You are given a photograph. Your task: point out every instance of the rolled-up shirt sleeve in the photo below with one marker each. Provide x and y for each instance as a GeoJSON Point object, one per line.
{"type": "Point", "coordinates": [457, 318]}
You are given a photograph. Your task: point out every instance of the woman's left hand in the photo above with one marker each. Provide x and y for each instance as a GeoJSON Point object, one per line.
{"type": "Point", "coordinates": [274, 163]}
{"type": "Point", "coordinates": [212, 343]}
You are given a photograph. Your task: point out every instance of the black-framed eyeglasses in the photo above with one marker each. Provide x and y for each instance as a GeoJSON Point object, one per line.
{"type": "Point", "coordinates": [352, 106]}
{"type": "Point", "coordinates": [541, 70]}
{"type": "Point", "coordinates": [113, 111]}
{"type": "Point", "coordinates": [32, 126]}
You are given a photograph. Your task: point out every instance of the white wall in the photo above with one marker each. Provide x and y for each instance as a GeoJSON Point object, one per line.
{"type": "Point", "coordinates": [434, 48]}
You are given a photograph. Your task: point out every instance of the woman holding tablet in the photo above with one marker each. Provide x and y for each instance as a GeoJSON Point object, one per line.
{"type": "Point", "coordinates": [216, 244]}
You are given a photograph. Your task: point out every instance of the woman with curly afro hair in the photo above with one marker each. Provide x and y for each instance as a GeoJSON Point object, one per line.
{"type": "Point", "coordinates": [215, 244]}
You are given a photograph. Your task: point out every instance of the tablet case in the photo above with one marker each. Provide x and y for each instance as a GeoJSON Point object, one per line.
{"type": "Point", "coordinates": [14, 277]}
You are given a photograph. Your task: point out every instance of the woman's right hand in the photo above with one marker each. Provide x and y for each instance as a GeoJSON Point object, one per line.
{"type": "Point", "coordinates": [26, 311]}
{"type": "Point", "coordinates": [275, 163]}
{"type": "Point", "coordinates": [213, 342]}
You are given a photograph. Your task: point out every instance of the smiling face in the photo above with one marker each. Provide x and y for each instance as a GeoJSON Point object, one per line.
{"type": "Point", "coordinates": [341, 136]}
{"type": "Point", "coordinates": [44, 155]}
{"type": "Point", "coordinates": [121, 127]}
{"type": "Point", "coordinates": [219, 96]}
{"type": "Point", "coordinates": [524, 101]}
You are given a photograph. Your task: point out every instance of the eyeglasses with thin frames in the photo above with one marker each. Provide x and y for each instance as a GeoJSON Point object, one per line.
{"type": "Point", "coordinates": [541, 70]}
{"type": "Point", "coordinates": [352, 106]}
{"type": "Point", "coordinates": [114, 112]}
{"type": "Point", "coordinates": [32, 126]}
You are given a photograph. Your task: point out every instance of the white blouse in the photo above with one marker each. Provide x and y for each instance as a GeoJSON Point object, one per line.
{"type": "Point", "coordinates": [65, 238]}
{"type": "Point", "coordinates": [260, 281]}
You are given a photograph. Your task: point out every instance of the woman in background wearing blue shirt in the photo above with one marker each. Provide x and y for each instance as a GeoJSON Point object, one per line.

★ ★ ★ ★ ★ ★ ★

▶ [Instructions for the task]:
Copy the listing above. Match every line exactly.

▶ [Your solution]:
You are given a photograph. Your task: point out every instance of the rolled-up shirt sleeve in the photo below with one marker each. Provide x and y for each instance as a GeoJSON Point object, one per line.
{"type": "Point", "coordinates": [457, 318]}
You are given a photograph. Your task: point out every instance of the woman's left hand in the photo above with one marker each. Provide x and y for each instance as a GeoJSON Point object, one per line.
{"type": "Point", "coordinates": [274, 163]}
{"type": "Point", "coordinates": [212, 343]}
You are given a photograph. Your task: point out every instance of the black-framed eyeglasses in the photo above with one marker each. Provide x and y for each instance as a GeoJSON Point object, one per line.
{"type": "Point", "coordinates": [352, 106]}
{"type": "Point", "coordinates": [541, 70]}
{"type": "Point", "coordinates": [113, 111]}
{"type": "Point", "coordinates": [32, 126]}
You are given a photograph. Your task: point out every instance of the white wall in the photo above with one marker each. Provide x and y for each instance as a GeoJSON Point object, one per line.
{"type": "Point", "coordinates": [434, 48]}
You are given a photograph. Your task: point out every instance of the woman holding tablet in the photo above with one marker each. Provide x and y for each instance as a GeoJSON Point object, one per line.
{"type": "Point", "coordinates": [216, 244]}
You are given a photograph. Your task: point out every instance of the woman with curly afro hair in the photo above with one marker each. Provide x and y for each instance as a GeoJSON Point object, one per line.
{"type": "Point", "coordinates": [215, 244]}
You are given a photograph. Your task: point out every instance of the tablet case in the photo above with one marker each. Provide x and y for each instance as a GeoJSON Point object, one per line.
{"type": "Point", "coordinates": [14, 277]}
You are given a photograph. Your task: point out every instance of the woman's right hand in the photo above with one marker each. Provide x and y for each instance as a GeoJSON Point object, one per line.
{"type": "Point", "coordinates": [26, 311]}
{"type": "Point", "coordinates": [275, 163]}
{"type": "Point", "coordinates": [213, 342]}
You are given a photograph. Your task: point out every instance of the smiling face in the photo above with one marker each. Provide x and y for each instance as a GeoJSON Point object, one per line.
{"type": "Point", "coordinates": [341, 136]}
{"type": "Point", "coordinates": [44, 155]}
{"type": "Point", "coordinates": [121, 127]}
{"type": "Point", "coordinates": [219, 96]}
{"type": "Point", "coordinates": [524, 101]}
You are given a photograph. Your task: point out every instance of the eyeglasses with thin frames in the photo above with one marker each. Provide x and y for each instance as a GeoJSON Point object, one per line.
{"type": "Point", "coordinates": [541, 70]}
{"type": "Point", "coordinates": [352, 106]}
{"type": "Point", "coordinates": [114, 112]}
{"type": "Point", "coordinates": [32, 126]}
You are given a photograph. Your task: point out every instance of the white blouse in the photo above with one marker each. Provide x and y for each instance as a GeoJSON Point object, one per line.
{"type": "Point", "coordinates": [65, 238]}
{"type": "Point", "coordinates": [260, 281]}
You are given a photograph. Your task: point out every instance of the woman in background wearing blue shirt in the photo above with one marker each. Provide x and y for each instance as a GeoJSON Point object, one per line.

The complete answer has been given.